◆ WORK INSTRUCTIONS
Could you repeat the stretch of the material from the line containing "TARGET = maroon stadium seat" through the end, switching "football" to "soccer" and leaving everything else unchanged?

◆ GIVEN DATA
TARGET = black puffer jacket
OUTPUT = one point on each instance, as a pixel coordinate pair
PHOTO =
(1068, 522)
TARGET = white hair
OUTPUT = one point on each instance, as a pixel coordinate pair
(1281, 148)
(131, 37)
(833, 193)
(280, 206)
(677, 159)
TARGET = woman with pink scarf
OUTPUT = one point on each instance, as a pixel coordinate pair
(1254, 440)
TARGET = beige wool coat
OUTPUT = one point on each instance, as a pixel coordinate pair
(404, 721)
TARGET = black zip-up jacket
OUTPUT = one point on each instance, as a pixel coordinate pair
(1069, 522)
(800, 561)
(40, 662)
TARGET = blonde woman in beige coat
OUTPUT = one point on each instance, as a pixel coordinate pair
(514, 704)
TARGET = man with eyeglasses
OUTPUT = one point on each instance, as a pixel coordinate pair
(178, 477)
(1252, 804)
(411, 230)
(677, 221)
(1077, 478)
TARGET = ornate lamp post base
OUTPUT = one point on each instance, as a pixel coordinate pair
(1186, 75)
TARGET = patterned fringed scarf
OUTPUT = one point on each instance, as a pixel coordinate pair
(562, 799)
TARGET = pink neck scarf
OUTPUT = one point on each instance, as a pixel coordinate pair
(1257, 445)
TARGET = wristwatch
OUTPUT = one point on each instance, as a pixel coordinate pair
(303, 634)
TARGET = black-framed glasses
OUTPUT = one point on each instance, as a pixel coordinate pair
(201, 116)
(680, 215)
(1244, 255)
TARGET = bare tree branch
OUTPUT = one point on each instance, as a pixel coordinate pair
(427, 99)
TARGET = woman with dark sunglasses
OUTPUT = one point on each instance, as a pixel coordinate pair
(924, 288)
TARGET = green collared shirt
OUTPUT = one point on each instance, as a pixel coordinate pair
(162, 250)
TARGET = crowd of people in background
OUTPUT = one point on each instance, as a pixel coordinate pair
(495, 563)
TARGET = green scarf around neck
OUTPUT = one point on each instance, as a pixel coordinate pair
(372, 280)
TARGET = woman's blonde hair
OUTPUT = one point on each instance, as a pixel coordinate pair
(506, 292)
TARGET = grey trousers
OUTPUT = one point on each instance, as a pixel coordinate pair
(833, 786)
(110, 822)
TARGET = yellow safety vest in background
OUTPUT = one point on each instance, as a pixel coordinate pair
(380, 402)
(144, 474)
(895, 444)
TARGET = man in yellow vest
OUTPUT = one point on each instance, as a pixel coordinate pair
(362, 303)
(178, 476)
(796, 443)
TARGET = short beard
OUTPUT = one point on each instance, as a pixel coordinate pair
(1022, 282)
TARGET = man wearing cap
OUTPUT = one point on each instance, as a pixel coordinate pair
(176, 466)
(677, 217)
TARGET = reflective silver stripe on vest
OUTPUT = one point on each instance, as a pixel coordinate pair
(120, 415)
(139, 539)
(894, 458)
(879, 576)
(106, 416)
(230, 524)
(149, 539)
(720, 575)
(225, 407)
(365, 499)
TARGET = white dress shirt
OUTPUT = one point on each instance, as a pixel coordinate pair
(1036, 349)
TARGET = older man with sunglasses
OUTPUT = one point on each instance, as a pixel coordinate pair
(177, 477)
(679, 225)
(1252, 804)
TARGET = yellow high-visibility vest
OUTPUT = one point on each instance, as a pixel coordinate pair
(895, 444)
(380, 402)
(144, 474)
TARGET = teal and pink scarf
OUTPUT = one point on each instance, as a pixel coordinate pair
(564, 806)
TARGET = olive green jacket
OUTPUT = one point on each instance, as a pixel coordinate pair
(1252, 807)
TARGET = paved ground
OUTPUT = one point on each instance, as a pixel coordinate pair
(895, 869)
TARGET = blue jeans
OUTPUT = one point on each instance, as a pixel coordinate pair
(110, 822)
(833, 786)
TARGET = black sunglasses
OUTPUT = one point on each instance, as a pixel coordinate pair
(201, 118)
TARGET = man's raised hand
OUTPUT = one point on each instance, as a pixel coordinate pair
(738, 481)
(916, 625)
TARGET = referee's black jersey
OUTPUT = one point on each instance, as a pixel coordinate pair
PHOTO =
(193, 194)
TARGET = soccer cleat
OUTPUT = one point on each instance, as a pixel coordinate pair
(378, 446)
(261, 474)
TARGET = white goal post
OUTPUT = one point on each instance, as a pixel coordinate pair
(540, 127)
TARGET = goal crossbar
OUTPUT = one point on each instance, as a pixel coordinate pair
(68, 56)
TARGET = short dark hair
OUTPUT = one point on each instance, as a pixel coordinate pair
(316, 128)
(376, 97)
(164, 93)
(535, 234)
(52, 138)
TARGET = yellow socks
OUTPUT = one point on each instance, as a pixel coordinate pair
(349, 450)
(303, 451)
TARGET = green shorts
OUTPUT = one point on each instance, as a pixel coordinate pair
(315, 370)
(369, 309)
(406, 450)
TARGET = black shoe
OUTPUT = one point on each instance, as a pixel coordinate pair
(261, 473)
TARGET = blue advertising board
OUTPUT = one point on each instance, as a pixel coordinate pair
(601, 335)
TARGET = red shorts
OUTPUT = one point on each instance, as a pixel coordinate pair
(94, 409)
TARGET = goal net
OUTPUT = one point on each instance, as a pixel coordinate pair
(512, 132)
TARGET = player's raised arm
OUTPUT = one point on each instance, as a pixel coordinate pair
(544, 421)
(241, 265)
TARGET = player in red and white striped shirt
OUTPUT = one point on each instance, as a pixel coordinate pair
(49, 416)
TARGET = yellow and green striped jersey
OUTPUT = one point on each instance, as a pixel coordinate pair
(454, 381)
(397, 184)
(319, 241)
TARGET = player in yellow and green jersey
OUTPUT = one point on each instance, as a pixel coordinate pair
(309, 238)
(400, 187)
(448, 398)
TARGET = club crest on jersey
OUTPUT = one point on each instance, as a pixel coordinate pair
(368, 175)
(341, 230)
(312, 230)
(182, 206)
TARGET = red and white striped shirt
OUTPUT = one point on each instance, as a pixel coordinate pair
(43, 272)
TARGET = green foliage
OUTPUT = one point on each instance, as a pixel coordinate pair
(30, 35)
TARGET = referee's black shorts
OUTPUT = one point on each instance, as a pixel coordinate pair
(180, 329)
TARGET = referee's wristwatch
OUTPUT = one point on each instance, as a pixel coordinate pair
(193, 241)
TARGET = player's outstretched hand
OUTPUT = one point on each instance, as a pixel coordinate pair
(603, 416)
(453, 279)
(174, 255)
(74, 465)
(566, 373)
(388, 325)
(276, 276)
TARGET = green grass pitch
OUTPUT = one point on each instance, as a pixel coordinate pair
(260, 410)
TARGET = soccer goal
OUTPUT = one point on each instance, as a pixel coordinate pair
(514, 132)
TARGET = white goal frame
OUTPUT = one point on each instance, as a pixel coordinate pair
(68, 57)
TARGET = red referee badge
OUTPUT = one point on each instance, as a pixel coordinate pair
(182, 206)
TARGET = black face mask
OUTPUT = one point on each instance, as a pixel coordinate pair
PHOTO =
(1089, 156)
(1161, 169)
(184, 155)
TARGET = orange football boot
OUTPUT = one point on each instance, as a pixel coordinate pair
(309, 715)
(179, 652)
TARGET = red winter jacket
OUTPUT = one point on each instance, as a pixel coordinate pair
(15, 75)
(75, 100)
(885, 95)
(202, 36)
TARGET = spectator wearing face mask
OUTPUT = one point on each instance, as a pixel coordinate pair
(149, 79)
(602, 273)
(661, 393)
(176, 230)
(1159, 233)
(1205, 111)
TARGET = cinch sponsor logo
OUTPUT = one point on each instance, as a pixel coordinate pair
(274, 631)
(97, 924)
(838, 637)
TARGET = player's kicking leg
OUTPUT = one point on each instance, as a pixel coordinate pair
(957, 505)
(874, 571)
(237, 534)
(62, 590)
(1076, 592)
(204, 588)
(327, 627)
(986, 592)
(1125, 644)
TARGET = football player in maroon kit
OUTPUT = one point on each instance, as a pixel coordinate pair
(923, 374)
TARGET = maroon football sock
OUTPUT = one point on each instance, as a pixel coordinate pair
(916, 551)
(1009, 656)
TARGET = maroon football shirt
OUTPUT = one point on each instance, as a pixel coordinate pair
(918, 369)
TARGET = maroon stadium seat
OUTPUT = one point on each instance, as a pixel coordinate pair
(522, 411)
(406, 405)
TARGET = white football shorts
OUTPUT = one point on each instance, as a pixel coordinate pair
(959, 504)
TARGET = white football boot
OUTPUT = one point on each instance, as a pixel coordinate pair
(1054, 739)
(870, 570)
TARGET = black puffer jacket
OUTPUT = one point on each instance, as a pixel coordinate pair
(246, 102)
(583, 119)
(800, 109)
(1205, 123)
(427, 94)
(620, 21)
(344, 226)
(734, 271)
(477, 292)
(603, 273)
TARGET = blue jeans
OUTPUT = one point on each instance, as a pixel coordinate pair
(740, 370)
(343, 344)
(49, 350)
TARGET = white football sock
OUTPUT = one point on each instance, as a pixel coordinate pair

◆ ANSWER
TARGET = maroon stadium seat
OUTPUT = one point on each instance, as a pixel coordinate pair
(522, 411)
(406, 405)
TARGET = white soccer shorts
OUTPUT = one point on each instance, as a pixel coordinate pair
(959, 504)
TARGET = white soccer boot
OUTPUT = one point on each instance, as a pixel coordinate pair
(1054, 739)
(870, 570)
TARGET = black puffer jacket
OUTPUT = one point on each instance, as a pixel coordinate pair
(246, 102)
(583, 119)
(800, 109)
(1205, 123)
(427, 94)
(620, 21)
(344, 226)
(734, 271)
(477, 292)
(603, 273)
TARGET = blue jeans
OUTPUT = one point on each instance, as a pixel coordinate pair
(740, 370)
(343, 344)
(49, 350)
TARGET = white soccer sock
OUTPUT = one point on each instance, as a pixel coordinate pair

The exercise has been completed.